The problem:
All lines in the records that carry the string "water" are to be shown.
[Opening Extracted data section]
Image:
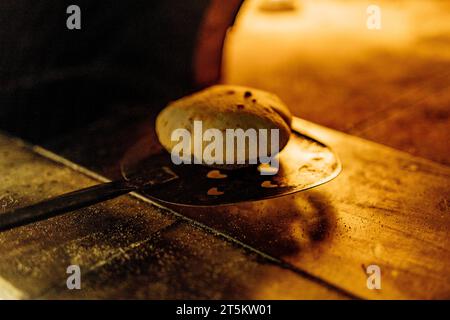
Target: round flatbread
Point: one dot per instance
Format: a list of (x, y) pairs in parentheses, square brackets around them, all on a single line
[(224, 108)]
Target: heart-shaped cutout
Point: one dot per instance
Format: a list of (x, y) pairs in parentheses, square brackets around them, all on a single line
[(214, 192), (268, 184)]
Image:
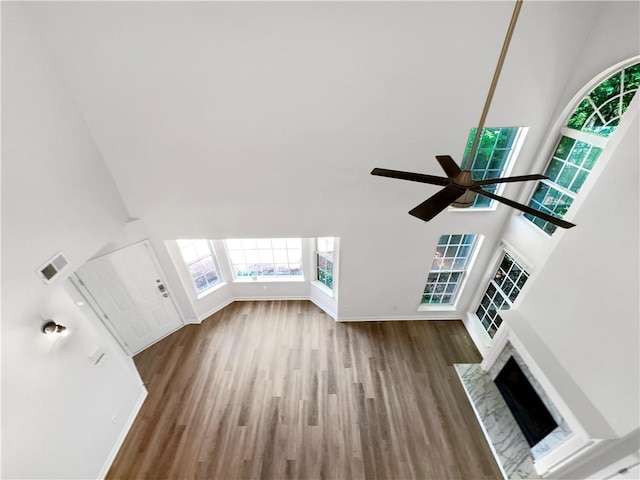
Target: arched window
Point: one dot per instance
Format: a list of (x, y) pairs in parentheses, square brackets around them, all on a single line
[(581, 142)]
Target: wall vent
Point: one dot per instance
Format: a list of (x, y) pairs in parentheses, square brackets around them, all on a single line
[(53, 267)]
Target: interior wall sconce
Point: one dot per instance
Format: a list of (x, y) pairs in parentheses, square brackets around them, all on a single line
[(52, 327)]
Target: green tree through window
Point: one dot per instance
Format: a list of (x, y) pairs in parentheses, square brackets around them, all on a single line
[(581, 142), (494, 152)]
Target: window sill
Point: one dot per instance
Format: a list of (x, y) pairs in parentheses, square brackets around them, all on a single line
[(425, 307), (268, 279), (323, 288), (492, 208), (209, 290)]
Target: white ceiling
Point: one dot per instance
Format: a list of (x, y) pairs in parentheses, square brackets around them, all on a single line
[(222, 119)]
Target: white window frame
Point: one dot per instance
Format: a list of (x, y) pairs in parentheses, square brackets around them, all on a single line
[(594, 139), (518, 142), (186, 265), (329, 258), (523, 265), (265, 278), (464, 273)]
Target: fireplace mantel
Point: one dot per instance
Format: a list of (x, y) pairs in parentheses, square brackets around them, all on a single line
[(563, 446)]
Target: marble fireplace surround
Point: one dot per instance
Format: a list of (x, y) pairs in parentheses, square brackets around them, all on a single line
[(565, 444)]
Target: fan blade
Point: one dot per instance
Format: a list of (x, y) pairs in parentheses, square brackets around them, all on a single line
[(521, 178), (436, 203), (449, 165), (525, 208), (414, 177)]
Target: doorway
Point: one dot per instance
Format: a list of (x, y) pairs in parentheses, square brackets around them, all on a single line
[(127, 290)]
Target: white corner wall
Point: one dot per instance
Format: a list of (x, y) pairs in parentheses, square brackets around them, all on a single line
[(584, 303), (62, 416)]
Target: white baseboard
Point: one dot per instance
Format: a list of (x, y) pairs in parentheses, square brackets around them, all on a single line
[(438, 316), (258, 299), (123, 434), (324, 309)]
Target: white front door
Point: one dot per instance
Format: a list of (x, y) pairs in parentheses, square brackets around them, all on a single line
[(128, 288)]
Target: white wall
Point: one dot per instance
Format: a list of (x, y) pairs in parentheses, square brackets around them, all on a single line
[(584, 303), (61, 415), (582, 297)]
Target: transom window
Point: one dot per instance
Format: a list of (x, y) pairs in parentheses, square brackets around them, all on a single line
[(495, 151), (324, 260), (265, 257), (581, 143), (600, 111), (199, 259), (502, 291), (449, 265)]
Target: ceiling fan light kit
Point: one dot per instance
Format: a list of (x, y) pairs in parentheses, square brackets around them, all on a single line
[(460, 189)]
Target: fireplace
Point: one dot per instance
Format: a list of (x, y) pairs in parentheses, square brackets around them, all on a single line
[(529, 411), (530, 429)]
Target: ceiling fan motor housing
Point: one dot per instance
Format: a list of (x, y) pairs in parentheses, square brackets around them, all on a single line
[(463, 179)]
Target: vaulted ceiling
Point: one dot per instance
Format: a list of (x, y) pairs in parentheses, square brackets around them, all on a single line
[(221, 119)]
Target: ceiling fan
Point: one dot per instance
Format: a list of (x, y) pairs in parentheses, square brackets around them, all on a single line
[(460, 189)]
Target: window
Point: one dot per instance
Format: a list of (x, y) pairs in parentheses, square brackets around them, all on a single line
[(449, 265), (199, 259), (495, 151), (265, 257), (502, 291), (324, 261), (580, 144), (601, 110)]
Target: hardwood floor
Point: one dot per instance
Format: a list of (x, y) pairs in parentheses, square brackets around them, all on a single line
[(277, 390)]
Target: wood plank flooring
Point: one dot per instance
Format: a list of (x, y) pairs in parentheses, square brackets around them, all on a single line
[(278, 390)]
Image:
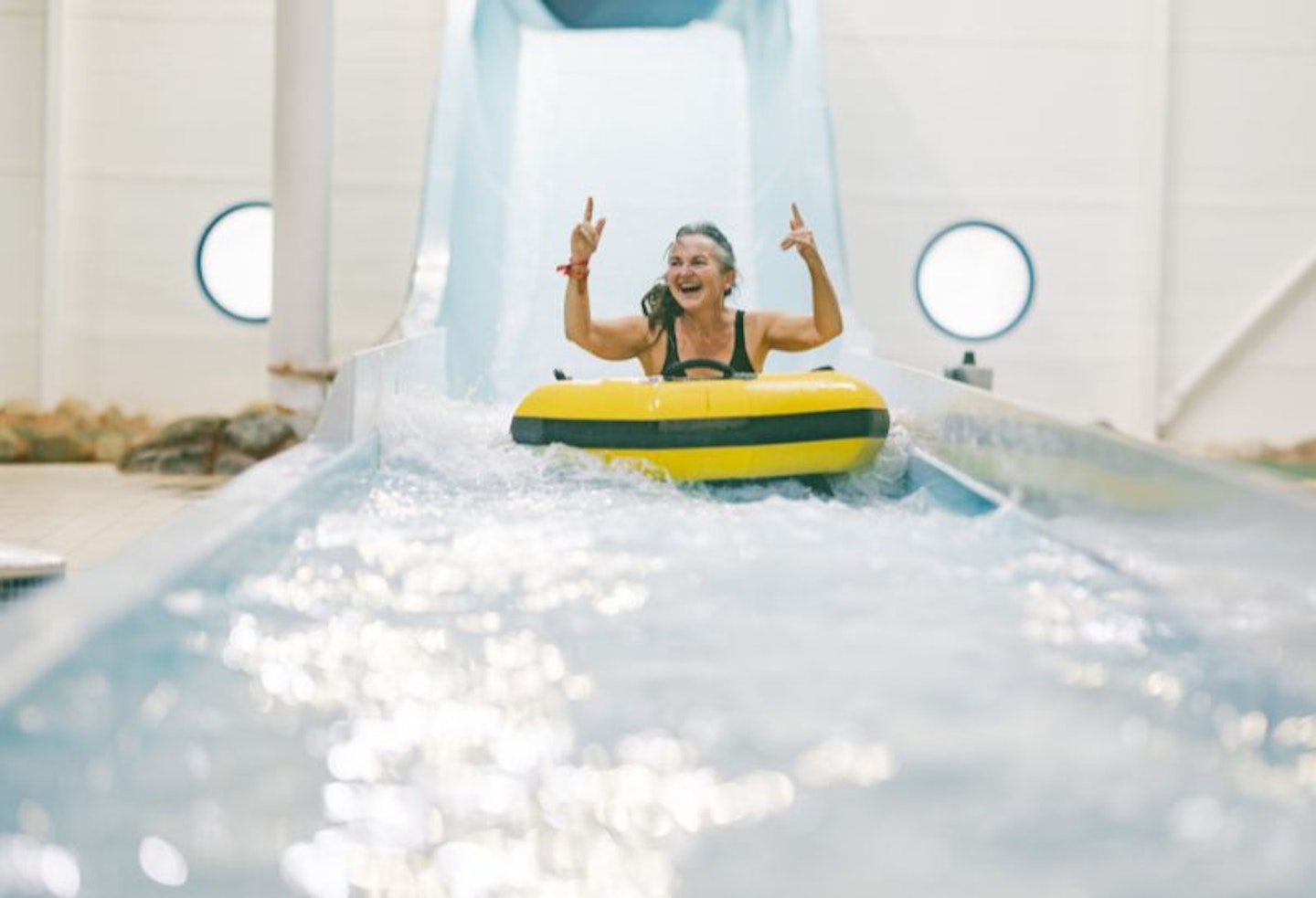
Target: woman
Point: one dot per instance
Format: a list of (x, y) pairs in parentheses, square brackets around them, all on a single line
[(685, 314)]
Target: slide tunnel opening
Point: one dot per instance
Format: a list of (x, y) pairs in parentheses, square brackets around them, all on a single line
[(664, 114)]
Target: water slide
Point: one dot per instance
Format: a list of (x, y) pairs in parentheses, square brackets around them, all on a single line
[(1016, 658), (723, 119)]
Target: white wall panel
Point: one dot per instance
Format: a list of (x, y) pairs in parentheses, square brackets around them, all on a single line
[(982, 21), (170, 121), (1019, 114), (1243, 216), (1036, 114), (21, 122), (170, 99)]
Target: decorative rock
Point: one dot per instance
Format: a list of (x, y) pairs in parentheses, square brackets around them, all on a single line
[(77, 412), (258, 434), (188, 430), (204, 445), (59, 448), (111, 446), (229, 463), (12, 446)]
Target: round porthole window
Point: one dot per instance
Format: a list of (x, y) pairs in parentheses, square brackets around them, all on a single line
[(974, 280), (235, 262)]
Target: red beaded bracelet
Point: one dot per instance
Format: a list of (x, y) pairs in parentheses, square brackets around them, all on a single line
[(576, 269)]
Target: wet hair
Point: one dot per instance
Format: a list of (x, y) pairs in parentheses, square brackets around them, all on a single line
[(658, 304)]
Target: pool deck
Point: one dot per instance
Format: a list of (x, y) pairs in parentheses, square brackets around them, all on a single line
[(63, 518)]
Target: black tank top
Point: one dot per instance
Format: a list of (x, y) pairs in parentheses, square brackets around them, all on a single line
[(740, 362)]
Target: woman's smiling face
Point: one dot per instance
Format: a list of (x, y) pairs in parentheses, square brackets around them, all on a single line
[(695, 272)]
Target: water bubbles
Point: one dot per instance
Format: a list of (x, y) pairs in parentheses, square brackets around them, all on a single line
[(30, 867), (162, 862), (843, 762)]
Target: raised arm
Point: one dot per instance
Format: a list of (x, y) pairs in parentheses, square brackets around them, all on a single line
[(615, 338), (795, 333)]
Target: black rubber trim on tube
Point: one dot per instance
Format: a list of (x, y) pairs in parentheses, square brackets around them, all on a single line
[(705, 433)]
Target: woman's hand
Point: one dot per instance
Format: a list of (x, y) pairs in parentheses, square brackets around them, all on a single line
[(801, 237), (585, 237)]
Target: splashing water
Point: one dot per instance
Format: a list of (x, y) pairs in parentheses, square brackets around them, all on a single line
[(484, 670)]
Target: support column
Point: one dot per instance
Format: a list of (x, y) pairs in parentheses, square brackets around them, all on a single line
[(302, 143), (1156, 213), (50, 384)]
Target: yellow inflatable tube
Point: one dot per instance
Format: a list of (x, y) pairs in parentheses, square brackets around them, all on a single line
[(742, 428)]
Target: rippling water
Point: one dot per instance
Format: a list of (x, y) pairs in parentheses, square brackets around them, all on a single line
[(483, 670)]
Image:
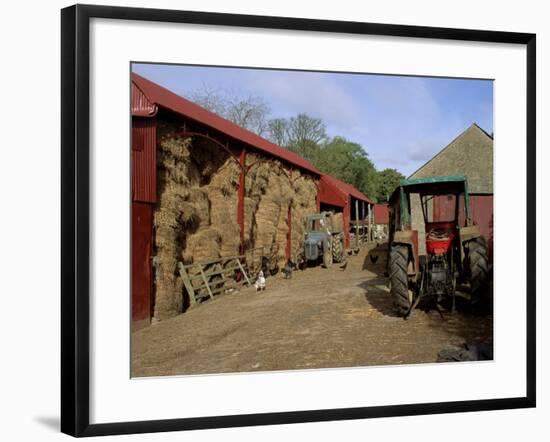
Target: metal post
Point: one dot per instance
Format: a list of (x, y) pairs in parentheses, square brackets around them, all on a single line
[(289, 234), (357, 223), (363, 218), (240, 201), (369, 214)]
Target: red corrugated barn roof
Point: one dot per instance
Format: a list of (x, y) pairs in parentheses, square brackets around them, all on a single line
[(381, 214), (333, 190), (164, 98)]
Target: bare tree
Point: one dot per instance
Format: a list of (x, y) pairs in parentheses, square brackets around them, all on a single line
[(304, 129), (277, 131), (250, 112)]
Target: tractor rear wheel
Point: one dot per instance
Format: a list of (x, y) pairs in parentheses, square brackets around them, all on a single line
[(337, 250), (399, 281), (327, 258), (479, 271)]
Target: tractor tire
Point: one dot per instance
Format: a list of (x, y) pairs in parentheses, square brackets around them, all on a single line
[(479, 271), (327, 259), (337, 250), (399, 281)]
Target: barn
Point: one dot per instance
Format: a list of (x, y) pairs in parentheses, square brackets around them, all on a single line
[(381, 220), (204, 188), (470, 154), (355, 207)]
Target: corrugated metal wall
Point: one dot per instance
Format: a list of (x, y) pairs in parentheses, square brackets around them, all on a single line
[(144, 160)]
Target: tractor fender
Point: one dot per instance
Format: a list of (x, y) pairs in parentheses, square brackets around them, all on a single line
[(467, 234), (410, 239)]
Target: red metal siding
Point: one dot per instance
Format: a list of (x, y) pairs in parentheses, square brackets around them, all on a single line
[(141, 106), (142, 241), (144, 160), (481, 213), (168, 100), (381, 214)]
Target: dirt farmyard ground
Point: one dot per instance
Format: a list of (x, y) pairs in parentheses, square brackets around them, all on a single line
[(320, 318)]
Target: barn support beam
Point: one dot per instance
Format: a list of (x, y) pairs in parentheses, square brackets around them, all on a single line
[(346, 219), (240, 199), (289, 234), (357, 242)]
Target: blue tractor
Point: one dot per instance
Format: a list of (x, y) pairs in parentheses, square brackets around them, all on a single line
[(323, 241)]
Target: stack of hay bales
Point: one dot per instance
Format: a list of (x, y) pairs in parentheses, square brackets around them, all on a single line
[(303, 204), (194, 218), (196, 214)]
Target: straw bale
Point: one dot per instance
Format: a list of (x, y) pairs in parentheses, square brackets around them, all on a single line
[(204, 244), (196, 214), (338, 222)]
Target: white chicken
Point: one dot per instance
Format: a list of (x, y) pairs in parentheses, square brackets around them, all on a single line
[(260, 282)]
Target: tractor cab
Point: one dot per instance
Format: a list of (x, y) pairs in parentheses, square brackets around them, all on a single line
[(433, 241), (322, 241)]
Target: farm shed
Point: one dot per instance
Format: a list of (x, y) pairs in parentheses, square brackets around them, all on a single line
[(356, 208), (471, 155), (205, 188)]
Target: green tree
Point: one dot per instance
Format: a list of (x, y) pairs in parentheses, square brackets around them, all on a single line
[(388, 180), (348, 162)]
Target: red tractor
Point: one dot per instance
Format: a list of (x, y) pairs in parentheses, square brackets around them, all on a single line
[(452, 250)]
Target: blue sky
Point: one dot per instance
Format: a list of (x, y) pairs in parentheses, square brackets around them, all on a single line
[(400, 121)]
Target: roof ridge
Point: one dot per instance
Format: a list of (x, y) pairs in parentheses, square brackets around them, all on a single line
[(473, 125)]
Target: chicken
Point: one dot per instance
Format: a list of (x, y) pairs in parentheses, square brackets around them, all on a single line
[(260, 282), (290, 266)]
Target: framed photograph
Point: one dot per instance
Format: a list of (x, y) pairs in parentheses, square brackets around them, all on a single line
[(271, 220)]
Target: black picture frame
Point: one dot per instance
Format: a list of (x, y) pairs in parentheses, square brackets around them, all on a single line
[(75, 225)]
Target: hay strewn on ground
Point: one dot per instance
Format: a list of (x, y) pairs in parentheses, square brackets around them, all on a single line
[(196, 214)]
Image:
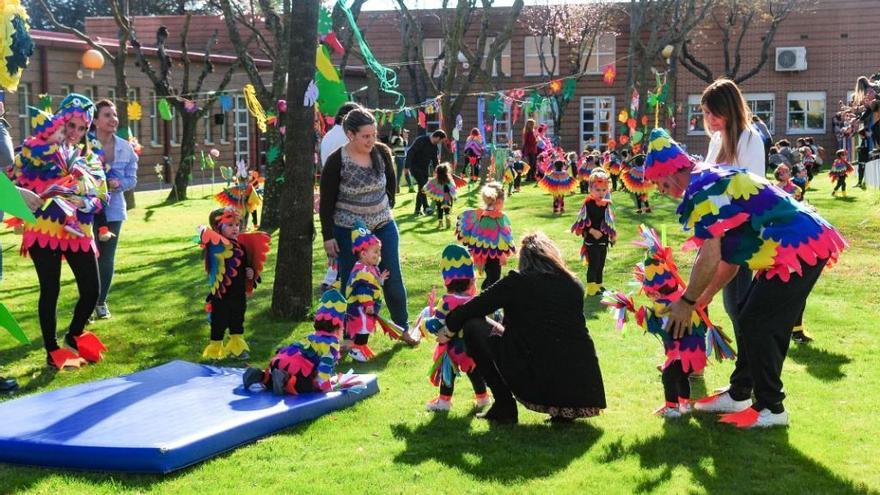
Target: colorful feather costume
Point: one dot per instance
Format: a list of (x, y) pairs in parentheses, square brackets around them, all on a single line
[(763, 228), (58, 173), (310, 363), (558, 183), (582, 225), (487, 234)]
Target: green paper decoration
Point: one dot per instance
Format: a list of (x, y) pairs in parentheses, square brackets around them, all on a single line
[(164, 109), (8, 322), (568, 89), (272, 154), (11, 202)]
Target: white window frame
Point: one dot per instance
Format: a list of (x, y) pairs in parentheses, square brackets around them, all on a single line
[(599, 58), (134, 125), (505, 59), (209, 121), (693, 109), (241, 120), (598, 132), (808, 97), (428, 46), (751, 98), (154, 120), (531, 50), (24, 120)]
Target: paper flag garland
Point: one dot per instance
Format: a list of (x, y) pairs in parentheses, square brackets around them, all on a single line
[(11, 202), (311, 95), (135, 112), (609, 74), (164, 109)]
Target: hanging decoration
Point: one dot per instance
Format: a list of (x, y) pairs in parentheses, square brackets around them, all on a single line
[(254, 107), (386, 76), (568, 88), (165, 109), (609, 74), (311, 95), (226, 103), (17, 45), (135, 112)]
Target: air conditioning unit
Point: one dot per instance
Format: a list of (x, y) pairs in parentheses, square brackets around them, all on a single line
[(791, 58)]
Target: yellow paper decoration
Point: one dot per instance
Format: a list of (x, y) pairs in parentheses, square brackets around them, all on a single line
[(134, 111), (254, 107)]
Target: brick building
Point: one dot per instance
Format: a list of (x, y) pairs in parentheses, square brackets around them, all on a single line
[(834, 36)]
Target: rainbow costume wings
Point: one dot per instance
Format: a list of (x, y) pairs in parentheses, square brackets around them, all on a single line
[(487, 234), (222, 260), (762, 227), (558, 183)]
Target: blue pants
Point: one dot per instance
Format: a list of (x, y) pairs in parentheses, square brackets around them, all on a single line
[(393, 288), (106, 259)]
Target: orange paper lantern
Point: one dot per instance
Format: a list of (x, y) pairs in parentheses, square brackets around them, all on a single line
[(93, 60)]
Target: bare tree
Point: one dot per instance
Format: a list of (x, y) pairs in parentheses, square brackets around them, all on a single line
[(176, 96), (292, 292), (733, 19), (454, 81), (576, 28), (651, 31)]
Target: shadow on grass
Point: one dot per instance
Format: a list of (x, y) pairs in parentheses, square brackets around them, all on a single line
[(820, 363), (723, 460), (496, 454)]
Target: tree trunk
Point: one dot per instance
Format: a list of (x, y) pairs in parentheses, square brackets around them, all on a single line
[(292, 293), (187, 156)]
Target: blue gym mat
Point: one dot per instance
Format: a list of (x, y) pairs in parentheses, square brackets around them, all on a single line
[(154, 421)]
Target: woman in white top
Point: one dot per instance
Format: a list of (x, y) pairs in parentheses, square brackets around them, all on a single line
[(735, 142)]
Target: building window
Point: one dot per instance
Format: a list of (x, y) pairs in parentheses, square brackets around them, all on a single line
[(241, 130), (500, 135), (431, 49), (597, 120), (695, 116), (762, 105), (534, 47), (134, 125), (24, 120), (208, 120), (602, 55), (154, 119), (492, 66), (806, 113)]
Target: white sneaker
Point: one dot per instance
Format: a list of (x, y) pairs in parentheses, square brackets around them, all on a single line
[(357, 355), (668, 412), (766, 419), (438, 405), (722, 403)]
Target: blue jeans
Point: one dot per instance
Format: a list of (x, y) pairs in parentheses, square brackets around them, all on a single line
[(106, 259), (393, 288)]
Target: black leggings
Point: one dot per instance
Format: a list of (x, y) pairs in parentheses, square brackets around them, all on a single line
[(84, 266), (596, 254), (493, 273), (675, 382), (228, 313), (476, 380)]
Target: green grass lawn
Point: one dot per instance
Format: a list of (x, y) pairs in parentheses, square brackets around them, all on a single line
[(390, 444)]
[Closing Extracted data section]
Result below:
Target: water slide
Target: water bubbles
Target: splashing water
Target: rippling water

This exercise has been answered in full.